= PROBLEM =
Copy the entries verbatim, beginning at the line that contains "# mark the region of every instance of the reflection" and continuing through the end of the entries.
-- BEGIN --
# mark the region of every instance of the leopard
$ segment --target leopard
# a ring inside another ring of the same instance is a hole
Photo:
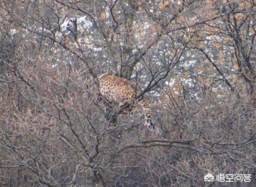
[[[118,114],[132,114],[135,108],[140,105],[143,109],[144,124],[150,131],[155,129],[152,123],[148,102],[144,97],[140,100],[134,98],[136,89],[134,84],[125,78],[112,74],[102,73],[98,75],[97,78],[99,82],[99,95],[102,100],[116,104]]]

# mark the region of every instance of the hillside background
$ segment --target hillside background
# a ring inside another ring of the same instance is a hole
[[[256,5],[1,1],[0,185],[213,186],[208,172],[255,181]],[[102,72],[136,85],[160,134],[140,108],[105,114]]]

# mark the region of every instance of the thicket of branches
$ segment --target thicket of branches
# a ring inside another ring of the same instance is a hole
[[[1,185],[212,186],[209,172],[255,180],[256,5],[1,1]],[[109,128],[102,72],[136,85],[162,133],[139,109]]]

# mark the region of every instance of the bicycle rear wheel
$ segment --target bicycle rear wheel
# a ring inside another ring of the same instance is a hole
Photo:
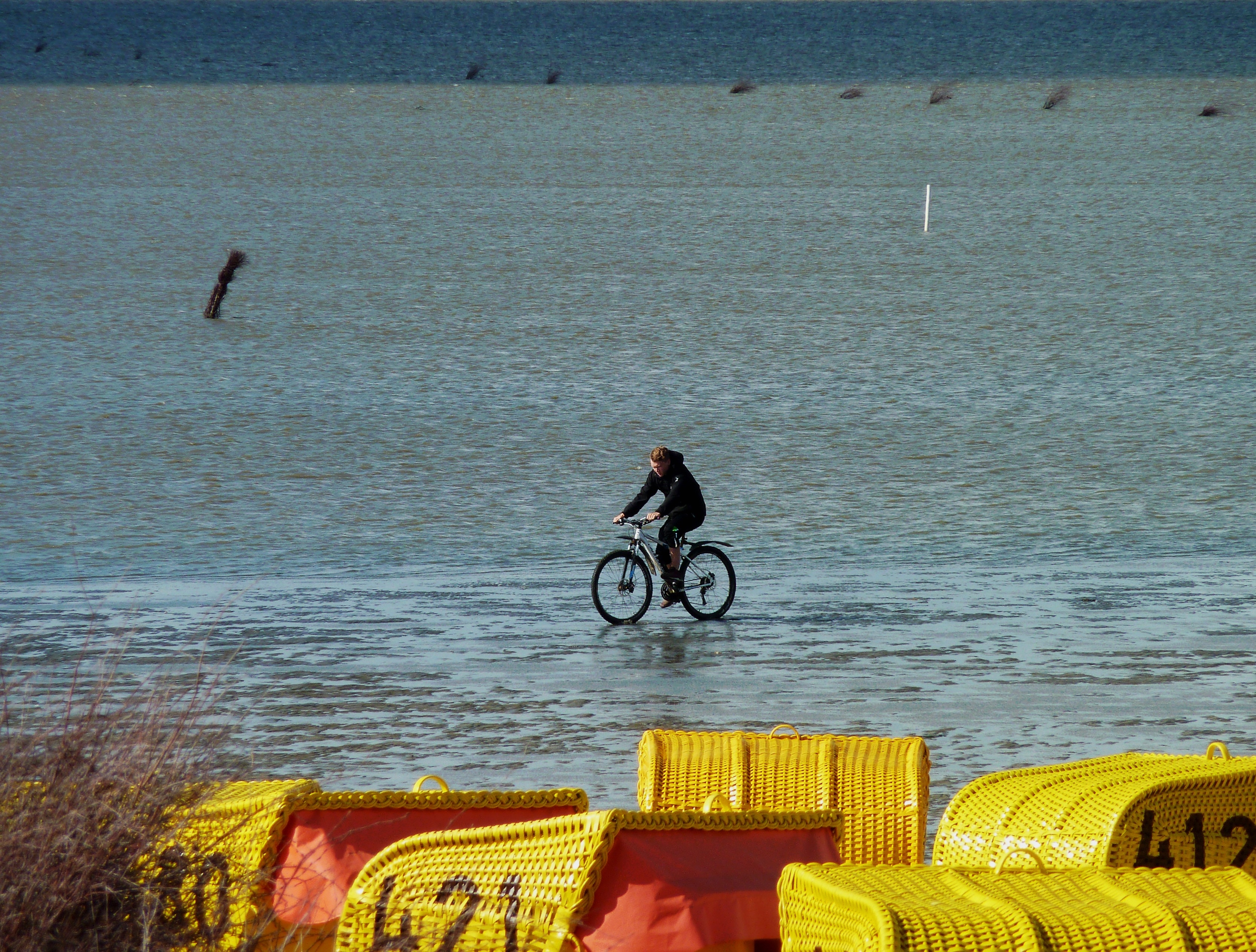
[[[653,594],[649,569],[627,549],[607,553],[593,570],[593,604],[610,624],[639,622]]]
[[[686,612],[710,622],[728,610],[737,594],[737,576],[727,555],[710,545],[695,546],[683,570],[681,603]]]

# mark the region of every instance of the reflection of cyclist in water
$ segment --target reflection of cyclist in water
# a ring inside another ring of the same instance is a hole
[[[612,519],[617,525],[628,516],[634,515],[656,492],[662,492],[663,504],[646,516],[647,522],[667,516],[663,527],[658,533],[658,561],[663,565],[663,602],[662,607],[676,604],[679,595],[673,590],[674,583],[681,580],[681,536],[691,533],[702,525],[706,519],[706,500],[702,499],[702,487],[693,479],[693,473],[685,466],[685,453],[658,446],[649,453],[649,468],[652,472],[646,477],[646,485],[641,492],[624,506],[624,511]]]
-- END --
= SOLUTION TO THE PROBLEM =
# mark the region of every instance of the reflection of cyclist in water
$ segment --target reflection of cyclist in water
# a ring inside another ring of the same instance is a hole
[[[612,519],[617,525],[628,516],[634,515],[656,492],[662,492],[663,504],[646,516],[647,522],[667,516],[663,527],[658,533],[658,561],[663,565],[663,602],[662,607],[676,604],[679,595],[673,590],[674,583],[681,580],[681,536],[691,533],[702,525],[706,519],[706,500],[702,499],[702,487],[693,479],[693,473],[685,466],[685,453],[658,446],[649,453],[649,468],[652,472],[646,477],[646,485],[641,492],[624,506],[624,511]]]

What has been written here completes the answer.